- **REQUIREMENTS**:
Extract every line of the entries below word for word, leaving out the pictures.

- **DATA IN THIS EXERCISE**:
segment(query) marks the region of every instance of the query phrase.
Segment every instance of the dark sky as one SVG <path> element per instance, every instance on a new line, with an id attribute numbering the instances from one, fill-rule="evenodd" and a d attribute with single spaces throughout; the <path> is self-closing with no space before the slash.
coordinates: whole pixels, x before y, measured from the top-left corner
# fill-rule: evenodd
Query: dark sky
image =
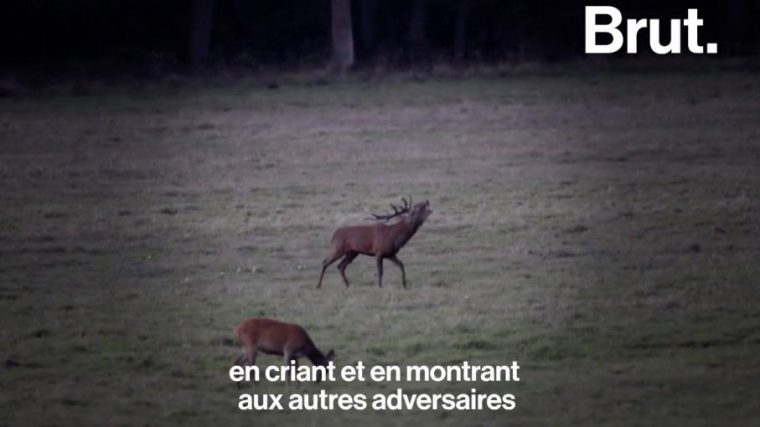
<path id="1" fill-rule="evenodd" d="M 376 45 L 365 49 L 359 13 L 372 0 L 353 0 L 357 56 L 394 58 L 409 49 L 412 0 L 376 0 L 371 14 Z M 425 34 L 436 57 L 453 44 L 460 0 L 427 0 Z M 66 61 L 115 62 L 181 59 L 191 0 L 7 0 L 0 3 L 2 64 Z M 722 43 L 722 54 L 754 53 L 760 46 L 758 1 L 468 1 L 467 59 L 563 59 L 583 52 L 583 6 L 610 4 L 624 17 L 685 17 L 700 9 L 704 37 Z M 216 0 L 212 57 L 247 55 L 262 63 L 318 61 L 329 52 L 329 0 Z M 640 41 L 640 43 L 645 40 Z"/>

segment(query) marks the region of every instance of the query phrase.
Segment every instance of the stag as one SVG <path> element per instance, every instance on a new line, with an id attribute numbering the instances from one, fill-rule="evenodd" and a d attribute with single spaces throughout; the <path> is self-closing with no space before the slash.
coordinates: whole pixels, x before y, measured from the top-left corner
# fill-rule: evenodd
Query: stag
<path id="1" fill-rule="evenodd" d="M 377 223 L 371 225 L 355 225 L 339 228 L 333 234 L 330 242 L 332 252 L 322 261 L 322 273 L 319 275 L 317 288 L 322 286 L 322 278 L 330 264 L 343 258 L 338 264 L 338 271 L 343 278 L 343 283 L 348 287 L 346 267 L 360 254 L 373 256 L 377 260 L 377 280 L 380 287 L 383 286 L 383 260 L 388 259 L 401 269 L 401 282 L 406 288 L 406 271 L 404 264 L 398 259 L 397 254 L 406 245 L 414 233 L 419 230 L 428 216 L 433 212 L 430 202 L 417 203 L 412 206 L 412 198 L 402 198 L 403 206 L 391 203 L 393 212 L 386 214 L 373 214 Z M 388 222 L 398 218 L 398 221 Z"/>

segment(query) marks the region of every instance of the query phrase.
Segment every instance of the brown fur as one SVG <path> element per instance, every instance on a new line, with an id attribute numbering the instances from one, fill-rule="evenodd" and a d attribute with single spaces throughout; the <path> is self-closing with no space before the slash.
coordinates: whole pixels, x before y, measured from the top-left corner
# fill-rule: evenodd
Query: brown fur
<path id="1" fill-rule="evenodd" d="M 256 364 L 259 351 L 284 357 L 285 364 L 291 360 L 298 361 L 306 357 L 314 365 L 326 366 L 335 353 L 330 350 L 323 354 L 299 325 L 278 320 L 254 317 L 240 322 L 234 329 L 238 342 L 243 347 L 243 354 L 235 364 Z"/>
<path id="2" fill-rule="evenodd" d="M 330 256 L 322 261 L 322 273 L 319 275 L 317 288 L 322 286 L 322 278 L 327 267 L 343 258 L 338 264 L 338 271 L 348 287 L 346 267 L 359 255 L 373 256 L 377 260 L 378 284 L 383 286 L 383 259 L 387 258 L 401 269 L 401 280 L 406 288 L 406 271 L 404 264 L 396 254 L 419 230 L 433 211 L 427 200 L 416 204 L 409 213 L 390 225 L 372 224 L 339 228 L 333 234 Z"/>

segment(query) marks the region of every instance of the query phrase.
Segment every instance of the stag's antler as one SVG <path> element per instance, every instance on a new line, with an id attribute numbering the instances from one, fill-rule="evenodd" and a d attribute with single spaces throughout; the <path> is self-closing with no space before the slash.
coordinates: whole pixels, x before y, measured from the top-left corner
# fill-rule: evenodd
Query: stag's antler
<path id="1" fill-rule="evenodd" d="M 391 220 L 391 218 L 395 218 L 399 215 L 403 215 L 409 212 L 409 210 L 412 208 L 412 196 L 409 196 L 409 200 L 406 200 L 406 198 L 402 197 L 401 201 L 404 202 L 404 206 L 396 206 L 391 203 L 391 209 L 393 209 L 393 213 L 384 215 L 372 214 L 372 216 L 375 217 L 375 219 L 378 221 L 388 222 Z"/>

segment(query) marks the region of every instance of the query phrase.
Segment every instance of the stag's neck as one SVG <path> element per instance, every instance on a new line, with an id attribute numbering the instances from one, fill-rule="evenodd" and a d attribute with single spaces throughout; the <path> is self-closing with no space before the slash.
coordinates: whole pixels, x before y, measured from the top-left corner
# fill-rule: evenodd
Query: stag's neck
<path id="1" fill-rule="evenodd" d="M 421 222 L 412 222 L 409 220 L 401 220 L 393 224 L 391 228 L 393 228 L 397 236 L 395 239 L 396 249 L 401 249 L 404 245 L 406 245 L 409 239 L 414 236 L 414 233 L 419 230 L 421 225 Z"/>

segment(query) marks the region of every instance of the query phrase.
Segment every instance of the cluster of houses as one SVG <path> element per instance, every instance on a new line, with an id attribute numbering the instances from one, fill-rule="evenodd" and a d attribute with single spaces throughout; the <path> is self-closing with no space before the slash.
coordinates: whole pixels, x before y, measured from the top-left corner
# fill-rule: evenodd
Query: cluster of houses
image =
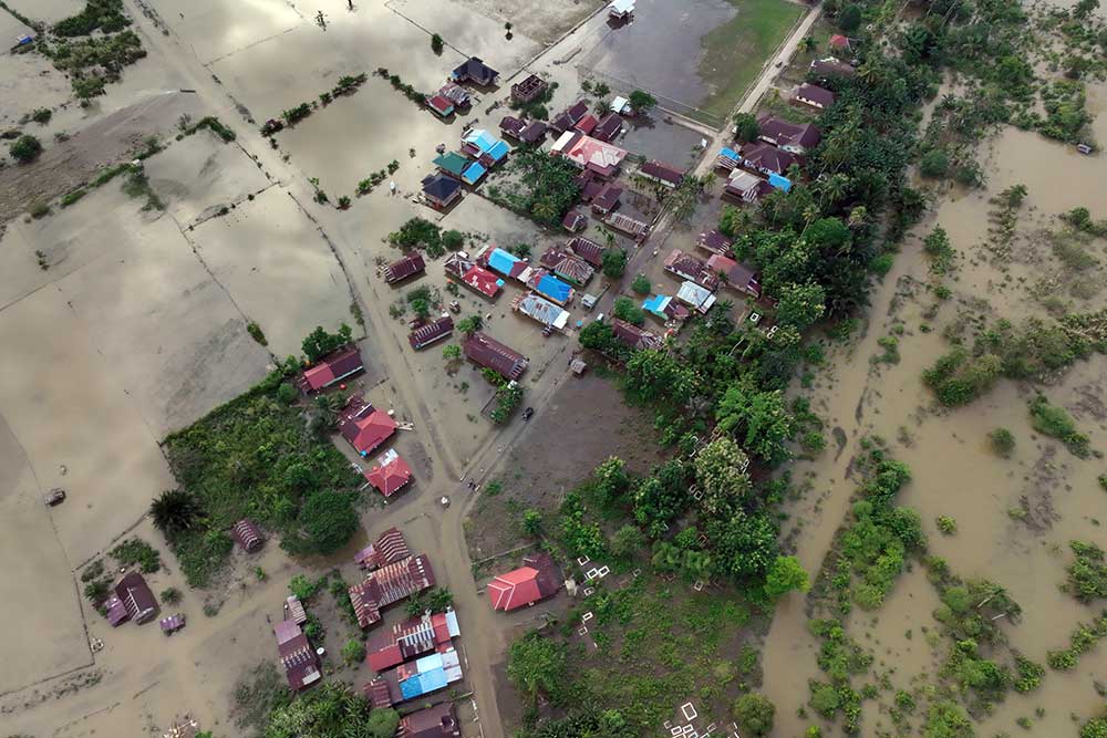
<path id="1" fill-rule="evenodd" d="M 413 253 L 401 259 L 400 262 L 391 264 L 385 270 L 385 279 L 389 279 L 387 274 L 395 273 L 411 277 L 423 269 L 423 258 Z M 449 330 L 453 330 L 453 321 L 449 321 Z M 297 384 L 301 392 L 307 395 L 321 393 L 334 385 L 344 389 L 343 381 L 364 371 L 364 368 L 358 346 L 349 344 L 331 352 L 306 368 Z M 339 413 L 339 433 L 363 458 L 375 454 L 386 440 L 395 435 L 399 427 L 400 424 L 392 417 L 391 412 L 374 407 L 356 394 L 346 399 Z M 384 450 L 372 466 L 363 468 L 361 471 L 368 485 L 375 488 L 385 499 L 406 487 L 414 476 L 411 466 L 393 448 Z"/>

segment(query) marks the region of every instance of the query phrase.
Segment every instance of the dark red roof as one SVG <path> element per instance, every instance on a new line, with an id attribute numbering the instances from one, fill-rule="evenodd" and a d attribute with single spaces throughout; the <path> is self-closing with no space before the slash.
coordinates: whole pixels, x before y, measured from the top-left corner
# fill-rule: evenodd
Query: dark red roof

- **SOLUTION**:
segment(query) marks the region of every instance of the query phrase.
Segment every instance of the dark sky as one SVG <path> element per instance, every instance on a new line, with an id attribute numbering the instances from one, fill-rule="evenodd" and a d attribute with single spaces throughout; the <path> is self-closing with no space before the slash.
coordinates: whole pixels, x before y, measured from the top-left corner
# fill-rule: evenodd
Query: dark sky
image =
<path id="1" fill-rule="evenodd" d="M 376 45 L 365 49 L 359 13 L 372 0 L 353 0 L 357 56 L 394 58 L 409 49 L 412 0 L 376 0 L 371 14 Z M 425 34 L 436 57 L 453 44 L 460 0 L 427 0 Z M 66 61 L 115 62 L 181 59 L 191 0 L 7 0 L 0 3 L 2 64 Z M 722 43 L 722 54 L 754 53 L 760 46 L 758 1 L 468 1 L 467 59 L 563 59 L 583 52 L 583 6 L 610 4 L 624 17 L 685 17 L 700 9 L 704 37 Z M 216 0 L 212 57 L 247 55 L 262 63 L 318 61 L 329 52 L 329 0 Z M 640 41 L 640 43 L 645 40 Z"/>

segment(query) marks the region of every instance of the query phrase.
Segment every instance of the stag as one SVG <path> element per instance, every instance on a new line, with an id attribute numbering the instances from one, fill-rule="evenodd" and a d attribute with single spaces throughout; the <path> is self-closing with no space before the slash.
coordinates: whole pixels, x before y, measured from the top-left corner
# fill-rule: evenodd
Query: stag
<path id="1" fill-rule="evenodd" d="M 377 223 L 371 225 L 355 225 L 339 228 L 333 234 L 330 242 L 332 252 L 322 261 L 322 273 L 319 275 L 317 288 L 322 286 L 322 278 L 330 264 L 343 258 L 338 264 L 338 271 L 343 278 L 343 283 L 348 287 L 346 267 L 360 254 L 373 256 L 377 260 L 377 280 L 380 287 L 383 286 L 383 260 L 388 259 L 401 269 L 401 282 L 406 288 L 406 271 L 404 264 L 398 259 L 397 254 L 406 245 L 414 233 L 419 230 L 428 216 L 433 212 L 430 202 L 417 203 L 412 206 L 412 198 L 402 198 L 403 206 L 391 203 L 393 212 L 386 214 L 373 214 Z M 388 222 L 398 218 L 398 221 Z"/>

segment(query) marks the region of every instance of the query phrase.
Segment every instance of the brown fur as one SVG <path> element per instance, every instance on a new line, with an id attribute numbering the instances from one, fill-rule="evenodd" and a d attribute with single spaces throughout; the <path> is self-closing with no space before the slash.
coordinates: whole pixels, x before y, measured from the top-left corner
# fill-rule: evenodd
Query: brown fur
<path id="1" fill-rule="evenodd" d="M 256 364 L 259 351 L 284 357 L 285 364 L 291 360 L 298 361 L 306 357 L 314 365 L 326 366 L 335 353 L 330 350 L 323 354 L 299 325 L 278 320 L 254 317 L 240 322 L 234 329 L 238 342 L 243 347 L 243 354 L 235 364 Z"/>
<path id="2" fill-rule="evenodd" d="M 330 256 L 322 261 L 322 273 L 319 275 L 317 288 L 322 286 L 322 278 L 327 267 L 343 258 L 338 264 L 338 271 L 348 287 L 346 267 L 359 255 L 373 256 L 377 260 L 378 284 L 383 286 L 383 259 L 387 258 L 401 269 L 401 280 L 406 288 L 406 271 L 404 264 L 396 254 L 419 230 L 433 211 L 427 200 L 416 204 L 409 213 L 390 225 L 372 224 L 339 228 L 333 234 Z"/>

segment(query) marks the region of every instance of the query phrase.
Segment every instance of the stag's antler as one SVG <path> element per instance, every instance on a new line, with an id attribute numbering the instances from one, fill-rule="evenodd" and a d attribute with single spaces throughout; the <path> is self-closing with no space before the slash.
coordinates: whole pixels, x before y, measured from the top-left corner
# fill-rule: evenodd
Query: stag's antler
<path id="1" fill-rule="evenodd" d="M 391 220 L 391 218 L 395 218 L 399 215 L 403 215 L 409 212 L 409 210 L 412 208 L 412 196 L 409 196 L 409 200 L 406 200 L 406 198 L 402 197 L 401 201 L 404 202 L 404 206 L 396 206 L 391 203 L 391 209 L 393 209 L 393 213 L 384 215 L 372 214 L 372 216 L 375 217 L 375 219 L 378 221 L 388 222 Z"/>

segment(query) marks the region of every instance of the query phrase.
Segment every instance of the stag's neck as one SVG <path> element per instance, every instance on a new line, with an id attribute numbering the instances from one, fill-rule="evenodd" and a d attribute with single spaces throughout; the <path> is self-closing with no space before the slash.
coordinates: whole pixels, x before y, measured from the top-left corner
# fill-rule: evenodd
Query: stag's neck
<path id="1" fill-rule="evenodd" d="M 421 222 L 412 222 L 409 220 L 401 220 L 393 224 L 391 228 L 393 228 L 397 236 L 395 239 L 396 249 L 401 249 L 404 245 L 406 245 L 409 239 L 414 236 L 414 233 L 419 230 L 421 225 Z"/>

segment(query) marks the region of every instance of the query phrase.
Segment every instance of the cluster of houses as one SVG <path> element per instance, every instance on a new line, with an id attribute numbering the instances from one, fill-rule="evenodd" and a d attribute with single spaces throughout; the <path> is self-closing with no space before the slash.
coordinates: whole pixels, x before y, measured from the top-left corner
# fill-rule: evenodd
Query: cluster of houses
image =
<path id="1" fill-rule="evenodd" d="M 413 253 L 401 259 L 400 262 L 391 264 L 385 270 L 385 279 L 389 279 L 387 274 L 395 273 L 411 277 L 423 269 L 423 258 Z M 449 330 L 453 330 L 453 321 L 449 321 Z M 297 384 L 301 392 L 307 395 L 321 393 L 334 385 L 344 389 L 343 381 L 364 371 L 364 368 L 358 346 L 349 344 L 331 352 L 306 368 Z M 339 413 L 339 433 L 363 458 L 375 454 L 386 440 L 395 435 L 399 427 L 400 424 L 392 417 L 391 412 L 374 407 L 356 394 L 346 399 Z M 384 450 L 372 466 L 363 468 L 361 471 L 368 485 L 375 488 L 385 499 L 406 487 L 414 476 L 411 466 L 393 448 Z"/>

segment(query) marks the region of every instance of the query phrase.
Segment every instance of the dark red roof as one SVG <path> element per instance, every instance on a new line, with an id attribute numbering the instances from one, fill-rule="evenodd" and a d attribute with single spaces throughout; the <path> is self-closing with no space before the slash.
coordinates: whole pixels, x before y, measured from the top-left corner
# fill-rule: evenodd
Query: dark red roof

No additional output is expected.